WHAT IS NEEDED –
Each record is to be written out exactly as it appears.

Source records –
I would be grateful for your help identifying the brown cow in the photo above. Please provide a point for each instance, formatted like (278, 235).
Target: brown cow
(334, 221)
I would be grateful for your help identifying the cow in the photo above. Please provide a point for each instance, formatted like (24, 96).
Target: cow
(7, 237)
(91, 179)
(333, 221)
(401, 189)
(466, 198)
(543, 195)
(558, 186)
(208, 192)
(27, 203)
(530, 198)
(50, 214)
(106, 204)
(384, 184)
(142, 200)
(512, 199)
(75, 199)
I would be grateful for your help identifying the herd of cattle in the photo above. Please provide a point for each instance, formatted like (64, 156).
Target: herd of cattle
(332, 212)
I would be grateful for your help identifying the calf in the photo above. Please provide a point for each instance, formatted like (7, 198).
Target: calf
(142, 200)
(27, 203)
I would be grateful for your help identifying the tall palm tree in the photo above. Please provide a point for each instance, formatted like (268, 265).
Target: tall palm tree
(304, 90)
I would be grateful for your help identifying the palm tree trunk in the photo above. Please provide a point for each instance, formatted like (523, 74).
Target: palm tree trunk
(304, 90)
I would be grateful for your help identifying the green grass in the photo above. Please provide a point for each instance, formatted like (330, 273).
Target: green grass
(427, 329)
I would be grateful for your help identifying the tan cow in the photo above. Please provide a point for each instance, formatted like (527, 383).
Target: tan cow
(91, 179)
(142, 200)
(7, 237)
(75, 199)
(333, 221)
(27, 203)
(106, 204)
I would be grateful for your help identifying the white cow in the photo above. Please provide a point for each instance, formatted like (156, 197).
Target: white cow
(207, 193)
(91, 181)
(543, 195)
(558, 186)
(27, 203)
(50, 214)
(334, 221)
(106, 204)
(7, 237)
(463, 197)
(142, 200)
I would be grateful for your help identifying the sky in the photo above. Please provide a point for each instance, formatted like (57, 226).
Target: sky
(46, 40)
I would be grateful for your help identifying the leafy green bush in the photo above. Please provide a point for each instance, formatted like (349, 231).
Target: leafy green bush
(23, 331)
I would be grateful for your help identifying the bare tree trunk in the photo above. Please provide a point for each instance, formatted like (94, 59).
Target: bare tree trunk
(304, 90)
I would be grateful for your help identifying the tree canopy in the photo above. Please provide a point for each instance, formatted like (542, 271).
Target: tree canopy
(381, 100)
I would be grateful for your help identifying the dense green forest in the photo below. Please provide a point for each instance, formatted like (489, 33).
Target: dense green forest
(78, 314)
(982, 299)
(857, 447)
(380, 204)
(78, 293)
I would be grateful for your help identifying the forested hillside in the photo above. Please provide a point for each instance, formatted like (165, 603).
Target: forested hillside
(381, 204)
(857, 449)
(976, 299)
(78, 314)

RESULT OF THIS EXERCISE –
I would be grateful for your help identifying the brown cow in the photo above. Please provide a point for each instance, formatted like (278, 235).
Target: brown cow
(334, 221)
I would be grateful for your help identifying the cow in the photo above. Please provide a point for each instance, formatted like (24, 96).
Target: cow
(7, 237)
(91, 179)
(333, 221)
(401, 189)
(466, 198)
(543, 195)
(558, 186)
(208, 192)
(27, 203)
(530, 198)
(50, 214)
(106, 204)
(384, 184)
(142, 200)
(512, 199)
(75, 199)
I would be grateful for your help identifying the herd of cattle in the photo above. Please provide a point for each instance, formatted like (64, 156).
Target: herd of cattle
(332, 212)
I would be grateful for your help identifying the calf in the photo above. Please provide a point for each instance, formatted like (7, 198).
Target: calf
(142, 200)
(27, 203)
I would be grateful for your help identifying the tall palm tree in the photo above. Please provide a point for each instance, formatted like (268, 265).
Target: tall palm tree
(304, 90)
I would be grateful for your help identifying the palm tree trunk in the photo above. Please provide a point for each instance, formatted like (523, 74).
Target: palm tree trunk
(304, 90)
I would be grateful for your help identifying the green grass in the photo above. Please provide a point for each instance, formatted like (330, 273).
Target: green grass
(427, 329)
I would be grateful for your help identifying the tan cow in the photo above. Please provide a point for each instance, formatted like (527, 383).
Target: tan cow
(91, 179)
(142, 200)
(7, 237)
(75, 199)
(333, 221)
(27, 203)
(106, 204)
I would be grateful for your help identifying the white cow in the photo above. Please provide a point for each instance, formatted like (156, 197).
Target: white cow
(207, 193)
(91, 181)
(543, 195)
(558, 186)
(27, 203)
(50, 214)
(334, 221)
(106, 204)
(7, 237)
(463, 197)
(142, 200)
I would be grateful for your help identifying the sky in the photo above. Please provide a point for each instance, formatted like (57, 226).
Target: sky
(46, 40)
I would be grateful for your help identifying the leafy green bush in the photo above. Please provide a point for each instance, formatted like (349, 231).
Target: leafy green bush
(23, 331)
I would be grateful for your help identifying the bare tree trunk in the photo above. Please provide a point for each instance, formatted like (94, 59).
Target: bare tree trunk
(304, 90)
I would be grateful for your help identifying the tree canopy in the photo above. Please provide a point for each instance, formatted like (542, 271).
Target: tree canopy
(381, 100)
I would be grateful for your help identifying the dense green forest in the photo below. Please provide a point for each instance, formatted like (489, 33).
Target: dense green forest
(78, 314)
(982, 299)
(857, 447)
(380, 204)
(78, 293)
I would be grateful for your help identifying the forested hillside in the photo above. Please provide a point for each instance, formatted like (165, 603).
Target: forested hillside
(381, 204)
(857, 449)
(976, 299)
(78, 314)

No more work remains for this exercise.